• **WHAT YOU ARE ASKED TO DO**:
Repeat nothing but the lines below running from the one containing "Target: white hair" to the one containing "Target: woman in blue dress". Keep both end lines.

• **Stored entries**:
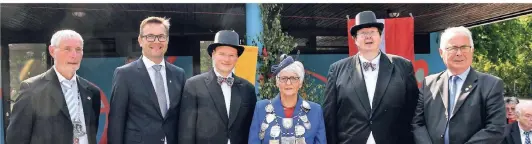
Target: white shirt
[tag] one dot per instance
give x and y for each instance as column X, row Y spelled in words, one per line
column 226, row 90
column 370, row 77
column 148, row 63
column 84, row 139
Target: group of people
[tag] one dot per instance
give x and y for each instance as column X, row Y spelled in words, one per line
column 370, row 98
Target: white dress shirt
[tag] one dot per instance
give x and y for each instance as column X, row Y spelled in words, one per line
column 148, row 63
column 370, row 77
column 226, row 90
column 84, row 139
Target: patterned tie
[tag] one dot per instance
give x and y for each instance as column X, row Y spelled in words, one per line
column 527, row 137
column 452, row 95
column 159, row 89
column 229, row 80
column 368, row 65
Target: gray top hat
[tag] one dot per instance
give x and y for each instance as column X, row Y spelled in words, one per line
column 365, row 19
column 226, row 38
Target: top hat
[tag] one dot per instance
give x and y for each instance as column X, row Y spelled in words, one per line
column 365, row 19
column 226, row 38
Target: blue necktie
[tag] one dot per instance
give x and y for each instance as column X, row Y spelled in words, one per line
column 452, row 95
column 527, row 137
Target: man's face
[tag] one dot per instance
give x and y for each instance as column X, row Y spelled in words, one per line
column 458, row 55
column 224, row 58
column 67, row 55
column 368, row 39
column 153, row 40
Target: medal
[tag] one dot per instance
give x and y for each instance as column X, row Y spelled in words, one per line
column 269, row 118
column 269, row 108
column 300, row 130
column 288, row 123
column 288, row 140
column 301, row 140
column 275, row 131
column 307, row 125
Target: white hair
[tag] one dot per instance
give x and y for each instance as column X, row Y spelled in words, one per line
column 522, row 106
column 65, row 34
column 296, row 67
column 449, row 33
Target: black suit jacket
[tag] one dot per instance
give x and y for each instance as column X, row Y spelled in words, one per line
column 203, row 116
column 135, row 116
column 478, row 117
column 512, row 135
column 40, row 114
column 348, row 115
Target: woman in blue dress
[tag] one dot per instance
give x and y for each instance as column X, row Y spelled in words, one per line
column 287, row 118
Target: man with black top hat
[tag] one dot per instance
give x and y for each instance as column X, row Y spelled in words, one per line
column 370, row 97
column 217, row 106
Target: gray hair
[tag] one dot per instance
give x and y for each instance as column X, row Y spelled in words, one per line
column 449, row 33
column 296, row 67
column 522, row 106
column 65, row 34
column 511, row 100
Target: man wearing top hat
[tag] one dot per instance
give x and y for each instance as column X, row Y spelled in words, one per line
column 371, row 96
column 217, row 106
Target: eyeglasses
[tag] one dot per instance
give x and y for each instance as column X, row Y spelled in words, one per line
column 151, row 38
column 367, row 34
column 285, row 79
column 455, row 49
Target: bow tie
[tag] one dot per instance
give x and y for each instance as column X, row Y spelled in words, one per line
column 367, row 65
column 229, row 81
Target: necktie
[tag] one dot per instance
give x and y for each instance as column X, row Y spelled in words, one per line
column 159, row 89
column 228, row 80
column 527, row 137
column 452, row 95
column 367, row 65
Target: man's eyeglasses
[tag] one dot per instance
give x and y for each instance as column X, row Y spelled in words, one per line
column 455, row 49
column 151, row 38
column 285, row 79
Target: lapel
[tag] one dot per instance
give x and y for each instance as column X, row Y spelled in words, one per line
column 516, row 133
column 86, row 101
column 216, row 93
column 357, row 79
column 383, row 79
column 236, row 99
column 470, row 84
column 56, row 92
column 171, row 81
column 146, row 83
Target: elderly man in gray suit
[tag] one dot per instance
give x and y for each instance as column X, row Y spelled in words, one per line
column 459, row 105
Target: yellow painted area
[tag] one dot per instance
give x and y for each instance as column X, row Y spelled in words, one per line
column 247, row 64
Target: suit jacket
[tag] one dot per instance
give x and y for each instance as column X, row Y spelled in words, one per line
column 314, row 135
column 203, row 116
column 348, row 115
column 40, row 114
column 512, row 134
column 479, row 114
column 135, row 116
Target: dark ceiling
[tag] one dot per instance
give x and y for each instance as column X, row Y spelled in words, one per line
column 208, row 18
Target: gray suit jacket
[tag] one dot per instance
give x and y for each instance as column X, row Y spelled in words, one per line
column 135, row 116
column 479, row 116
column 40, row 114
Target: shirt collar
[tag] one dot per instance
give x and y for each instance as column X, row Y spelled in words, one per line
column 148, row 63
column 376, row 60
column 462, row 76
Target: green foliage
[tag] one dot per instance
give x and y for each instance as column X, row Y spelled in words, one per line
column 276, row 42
column 504, row 49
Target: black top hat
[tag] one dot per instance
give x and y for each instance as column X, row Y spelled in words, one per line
column 226, row 38
column 284, row 63
column 365, row 19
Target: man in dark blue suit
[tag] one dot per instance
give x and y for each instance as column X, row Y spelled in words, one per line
column 146, row 93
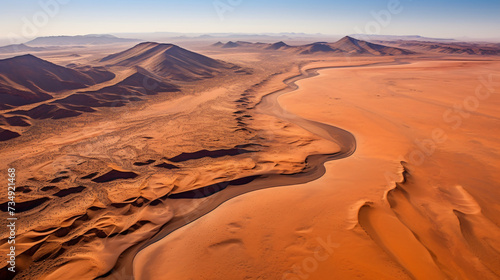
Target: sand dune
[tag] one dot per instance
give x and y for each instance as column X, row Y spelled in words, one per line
column 345, row 46
column 168, row 61
column 27, row 79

• **WRITTEN RESPONSE**:
Target: white hair
[tag] one dot per instance
give x and y for each instance as column X, row Y spelled in words, one per line
column 522, row 106
column 65, row 34
column 296, row 67
column 449, row 33
Target: black suit jacket
[tag] one dot per instance
give x and y for each instance as column X, row Y spelled in words, one per line
column 203, row 116
column 135, row 116
column 478, row 117
column 512, row 135
column 40, row 114
column 348, row 115
Target: woman in blue dress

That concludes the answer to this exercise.